* What you are asked to do *
Below are records. Transcribe exactly the lines from the one that contains "field with a single point, one per instance." through the last line, leaving any pictures out.

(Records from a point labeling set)
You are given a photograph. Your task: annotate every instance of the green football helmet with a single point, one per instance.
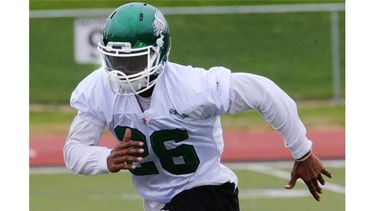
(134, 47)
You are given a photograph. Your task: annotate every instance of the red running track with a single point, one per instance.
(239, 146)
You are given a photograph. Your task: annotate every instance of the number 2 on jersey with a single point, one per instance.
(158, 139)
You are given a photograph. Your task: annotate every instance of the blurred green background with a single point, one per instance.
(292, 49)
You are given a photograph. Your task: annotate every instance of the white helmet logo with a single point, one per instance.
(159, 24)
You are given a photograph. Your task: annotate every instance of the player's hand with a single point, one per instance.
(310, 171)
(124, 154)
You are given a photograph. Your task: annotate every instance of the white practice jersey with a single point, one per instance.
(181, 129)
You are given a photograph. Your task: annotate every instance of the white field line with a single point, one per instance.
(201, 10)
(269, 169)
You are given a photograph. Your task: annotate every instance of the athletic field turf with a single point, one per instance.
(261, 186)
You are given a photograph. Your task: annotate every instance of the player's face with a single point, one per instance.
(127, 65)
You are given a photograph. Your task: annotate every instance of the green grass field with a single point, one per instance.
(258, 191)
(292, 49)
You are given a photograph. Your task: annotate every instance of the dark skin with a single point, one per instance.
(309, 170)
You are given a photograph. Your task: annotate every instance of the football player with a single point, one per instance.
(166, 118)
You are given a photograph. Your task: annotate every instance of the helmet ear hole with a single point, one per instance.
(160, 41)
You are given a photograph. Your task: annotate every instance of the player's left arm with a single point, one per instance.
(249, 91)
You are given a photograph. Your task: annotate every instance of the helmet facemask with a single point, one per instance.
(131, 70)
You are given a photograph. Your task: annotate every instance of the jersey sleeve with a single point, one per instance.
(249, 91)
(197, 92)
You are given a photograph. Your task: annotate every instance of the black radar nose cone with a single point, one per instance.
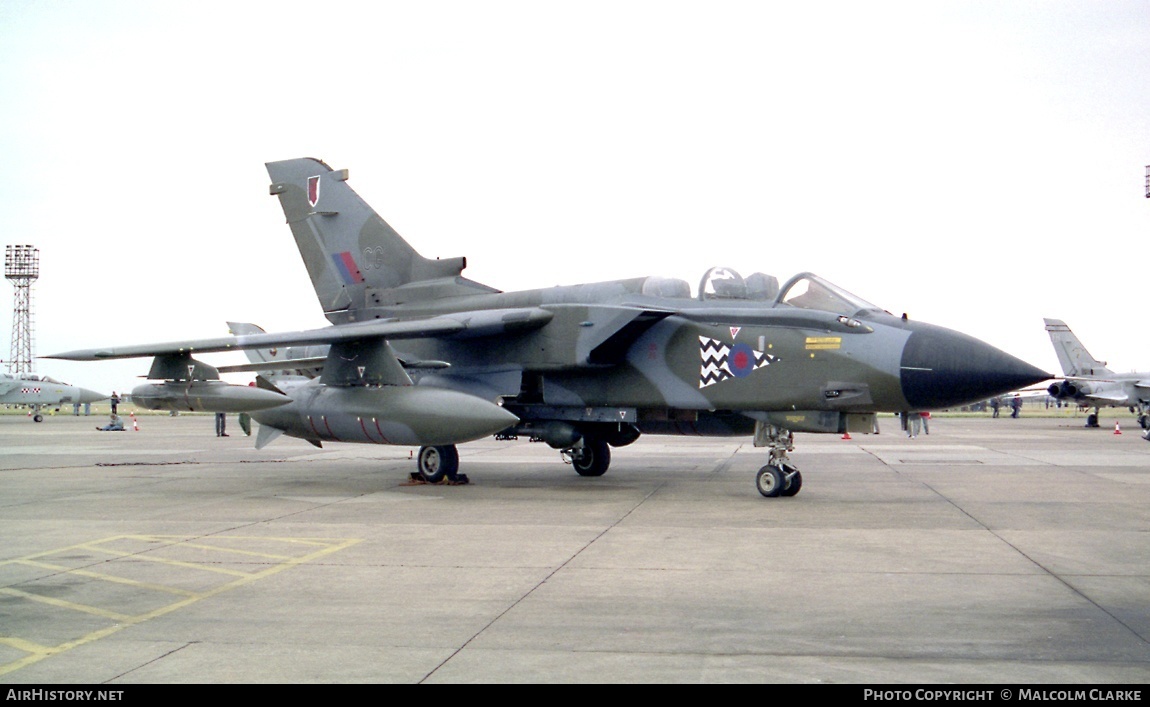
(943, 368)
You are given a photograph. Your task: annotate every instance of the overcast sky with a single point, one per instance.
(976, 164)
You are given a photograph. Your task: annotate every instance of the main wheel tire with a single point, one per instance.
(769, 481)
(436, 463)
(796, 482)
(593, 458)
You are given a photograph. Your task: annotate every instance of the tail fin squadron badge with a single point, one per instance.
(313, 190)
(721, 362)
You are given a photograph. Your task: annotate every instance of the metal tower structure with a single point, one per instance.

* Answer below *
You are given a photograph. Your task: annotate every instance of the green grass field with a single point, one per instance.
(258, 191)
(292, 49)
You are given a photograph. Your task: annotate every instance of the dark skin with a single point, one per instance.
(309, 170)
You are given a photograph. Your task: annotate every instance of the football player with a single point, one per instance.
(166, 118)
You are given a photograph. Your task: annotate every instance of the helmet ear hole with a single point, one per instance.
(160, 41)
You are given a photograph. Your task: annotate every instance of the player's left arm with a single point, one per instance.
(249, 91)
You are given a photograph. Your task: annotate every instance of the helmet facemask with a single point, one per instance.
(131, 70)
You are given a photograph. Your task: annotate every instance of the jersey sleeve with a single point, one per instance.
(249, 91)
(197, 92)
You are given a photograph. Your task: annotate every instance of the black radar nose cone with a single point, one per instance.
(943, 368)
You are given a photograph. Your task: annotate every instance of the overcast sky with a single point, one per instance.
(976, 164)
You are given a photograph. Your task: annotate every instance of the main wheel tire with a single point, one per instance.
(769, 481)
(436, 463)
(796, 482)
(593, 458)
You are given a photograph. Your task: annotate every instance of the tail fin squadron badge with a single point, one per instance.
(313, 190)
(721, 362)
You are given a photograph. Your task: annotate every instance of the metal tower structure with a single point, one per instance.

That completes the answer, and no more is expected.